Passage to read:
········

The folks at Fulton's Crab House restaurant in Orlando, FL can tell you all you need to know, and then some, about Dungeness crab, blue-fin tuna and the nuances of some of the world's finest wines.
In relegating sound to an afterthought, Fulton's was hardly unique. Just ask Dave Hedrick, president of Orlando-based Central Florida Audio Video Systems, the company that has serviced the restaurant's audio system for the past several years.
Hedrick, however, was finally able to change the client's mindset when the sound system at Fulton's finally became unmanageable and increasingly incapable of addressing the growing issue of the restaurant's ambience.
Using the new Express version of SymNet Audio Matrix, the modular audio mixing, routing and digital signal processing system from Symetrix, as a backbone, Central Florida Audio Video Systems was able to make Fulton's sound system more flexible, manageable, user-friendly, less hardware-reliant and even better-sounding.
"There were so many problems with their 15-year-old system," Hedrick pointed out. "Loudspeaker lines were right beside microphone lines in the same conduit. Eight-ohm speakers were run on a 70-volt line system. The sound for DirecTV televisions in a large bar area came through the television speakers. The equipment rack doors wouldn't close, because they were so jammed full of equipment. Plus, the system they had didn't allow for any physical expansion."

········

What you will do:
• 1. List every problem with the old sound system that Hedrick names in the passage about Fulton's sound system.
• 2. According to the passage about Fulton's sound system, what served as the backbone of the new setup?
• 3. Write the next paragraph of the passage about Fulton's sound system, starting right after Hedrick's list of problems.

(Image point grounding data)
········

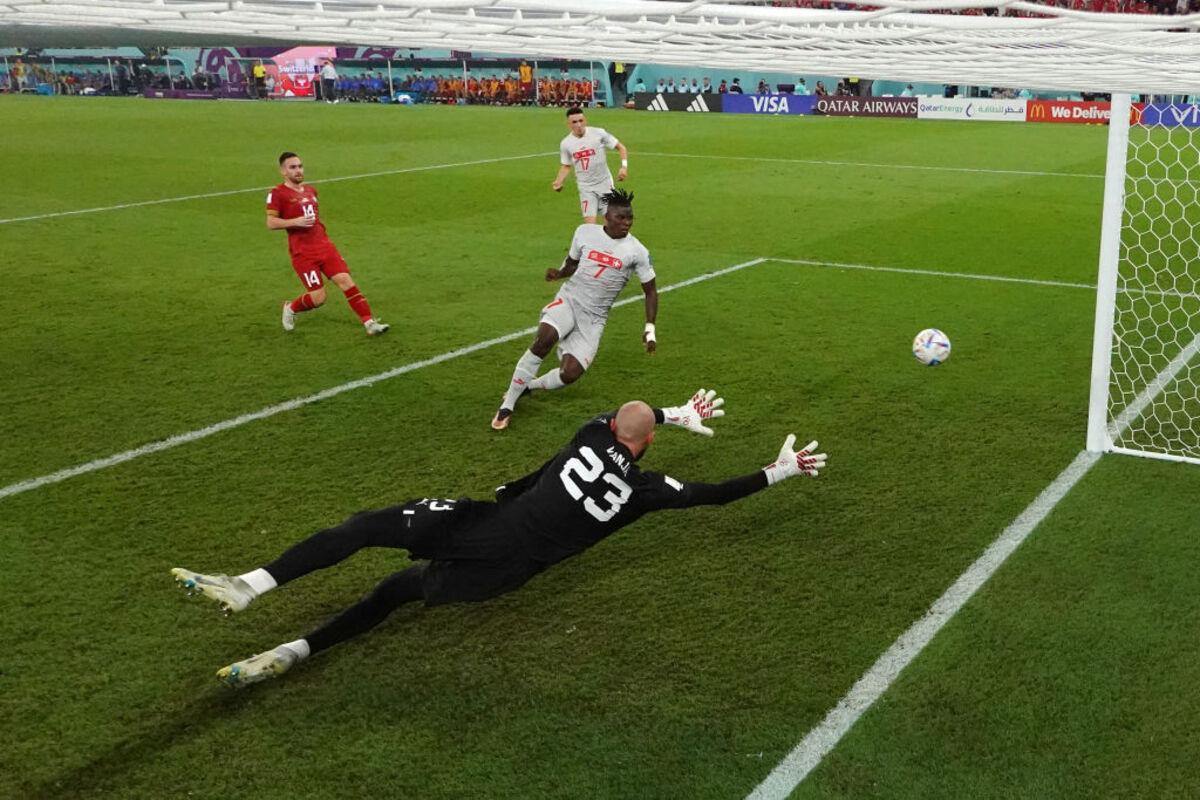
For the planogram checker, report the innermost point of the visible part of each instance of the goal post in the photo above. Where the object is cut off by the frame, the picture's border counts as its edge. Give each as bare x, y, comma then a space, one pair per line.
1145, 386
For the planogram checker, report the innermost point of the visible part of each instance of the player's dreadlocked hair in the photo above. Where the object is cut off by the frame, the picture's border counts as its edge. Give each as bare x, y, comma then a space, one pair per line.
619, 197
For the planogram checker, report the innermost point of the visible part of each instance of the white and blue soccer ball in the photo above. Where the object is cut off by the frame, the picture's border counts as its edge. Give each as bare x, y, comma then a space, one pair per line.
931, 347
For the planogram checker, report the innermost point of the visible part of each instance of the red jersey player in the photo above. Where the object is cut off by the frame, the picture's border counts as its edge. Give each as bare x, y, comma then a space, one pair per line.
292, 206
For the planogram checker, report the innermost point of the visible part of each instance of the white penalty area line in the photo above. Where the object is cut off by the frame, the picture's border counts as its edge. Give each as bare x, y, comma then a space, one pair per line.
816, 745
299, 402
267, 188
870, 164
875, 681
936, 274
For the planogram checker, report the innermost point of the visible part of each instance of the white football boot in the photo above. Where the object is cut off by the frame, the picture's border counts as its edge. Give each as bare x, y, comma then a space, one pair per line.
258, 668
233, 594
376, 328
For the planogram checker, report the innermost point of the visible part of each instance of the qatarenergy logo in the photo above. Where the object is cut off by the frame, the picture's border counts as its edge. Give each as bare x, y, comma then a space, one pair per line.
973, 108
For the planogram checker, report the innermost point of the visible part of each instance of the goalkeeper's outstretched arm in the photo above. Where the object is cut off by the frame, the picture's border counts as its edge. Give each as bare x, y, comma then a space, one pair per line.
684, 494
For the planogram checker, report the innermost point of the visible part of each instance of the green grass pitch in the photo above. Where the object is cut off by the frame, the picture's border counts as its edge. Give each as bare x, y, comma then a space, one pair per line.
684, 656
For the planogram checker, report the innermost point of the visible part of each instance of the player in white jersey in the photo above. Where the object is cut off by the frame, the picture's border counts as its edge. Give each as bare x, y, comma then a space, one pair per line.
583, 150
597, 268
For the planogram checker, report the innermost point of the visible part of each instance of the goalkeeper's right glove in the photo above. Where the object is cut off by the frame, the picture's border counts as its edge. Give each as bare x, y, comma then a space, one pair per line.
791, 463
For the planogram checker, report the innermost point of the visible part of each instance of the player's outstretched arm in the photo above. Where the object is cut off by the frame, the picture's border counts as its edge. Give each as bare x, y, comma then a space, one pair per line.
691, 415
563, 172
671, 493
564, 271
792, 463
652, 312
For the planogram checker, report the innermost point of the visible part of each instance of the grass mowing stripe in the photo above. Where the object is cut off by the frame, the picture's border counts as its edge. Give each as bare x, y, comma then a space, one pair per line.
820, 162
804, 758
292, 404
875, 681
267, 188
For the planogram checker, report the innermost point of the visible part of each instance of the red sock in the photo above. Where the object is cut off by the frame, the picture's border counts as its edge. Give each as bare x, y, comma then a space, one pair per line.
358, 302
304, 302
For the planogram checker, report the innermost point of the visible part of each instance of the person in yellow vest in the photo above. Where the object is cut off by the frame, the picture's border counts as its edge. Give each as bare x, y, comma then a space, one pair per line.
525, 76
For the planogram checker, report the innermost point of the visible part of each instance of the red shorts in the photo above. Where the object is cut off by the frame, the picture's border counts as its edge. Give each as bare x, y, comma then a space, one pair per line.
310, 266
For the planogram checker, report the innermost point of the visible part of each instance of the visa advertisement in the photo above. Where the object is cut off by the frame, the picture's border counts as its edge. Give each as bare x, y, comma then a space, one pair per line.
768, 103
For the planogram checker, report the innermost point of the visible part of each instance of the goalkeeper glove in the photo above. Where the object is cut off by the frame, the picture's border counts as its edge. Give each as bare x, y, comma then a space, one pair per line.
691, 414
791, 463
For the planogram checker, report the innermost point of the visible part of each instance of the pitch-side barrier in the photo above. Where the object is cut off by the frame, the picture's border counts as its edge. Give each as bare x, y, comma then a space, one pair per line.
923, 108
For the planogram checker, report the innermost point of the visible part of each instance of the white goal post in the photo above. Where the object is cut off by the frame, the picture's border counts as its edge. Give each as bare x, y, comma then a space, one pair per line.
1145, 389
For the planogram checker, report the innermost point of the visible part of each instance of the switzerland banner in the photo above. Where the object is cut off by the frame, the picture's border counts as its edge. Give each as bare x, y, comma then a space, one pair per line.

········

Replies:
• 1.
- Loudspeaker lines ran right beside microphone lines in the same conduit.
- Eight-ohm speakers were run on a 70-volt line system.
- The sound for the DirecTV televisions in a large bar area came through the television speakers.
- The equipment rack doors wouldn't close because the racks were jammed full of equipment.
- The system didn't allow for any physical expansion.

• 2. The new Express version of SymNet Audio Matrix from Symetrix served as the backbone.

• 3.
But using just two devices, an Express 8 x 8 and an Express 12 x 4, the systems integrator was able to move the restaurant away from a component-intensive analog sound system to a digital one. Now they have a system that affords far greater control over how sound-from live and recorded music to television audio to a paging system-is processed and routed to numerous zones, in multiple combinations, throughout the restaurant's three levels.
In addition, by connecting the Express 8 x 8 and the Express 12 x 4, Central Florida Audio Video Systems gave the restaurant the ability to send both music and television audio originating on the first floor to the third floor. Likewise, live band music from the third floor can be routed to selected areas of the first floor (first to third floor only).
"Even I had never thought about the possibility of using SymNet in a restaurant application like this," Hedrick admitted. "SymNet Express has less digital signal processing in it than the full-scale version, and fewer control ports, but you can't tell the difference in performance."
With the Express 8 x 8, Hedrick was able to give the restaurant-housed in a paddle-wheel-style riverboat-control over audio distribution for the entire first floor. That includes separate or combined microphone-based paging for the bar, lobby and outside areas; audio from a DMX satellite radio receiver and a DirecTV receiver; and a CD player. Using SymNet, the restaurant was able to route DirecTV sound that used to go through television speakers in the bar to the house sound system.
"SymNet also allowed the restaurant to better control the volume level on DirecTV," Hedrick said. "As you move from channel to channel, the volume levels change. SymNet makes that volume level constant, bringing up the levels on signals that are lower, and lowering them on higher signals."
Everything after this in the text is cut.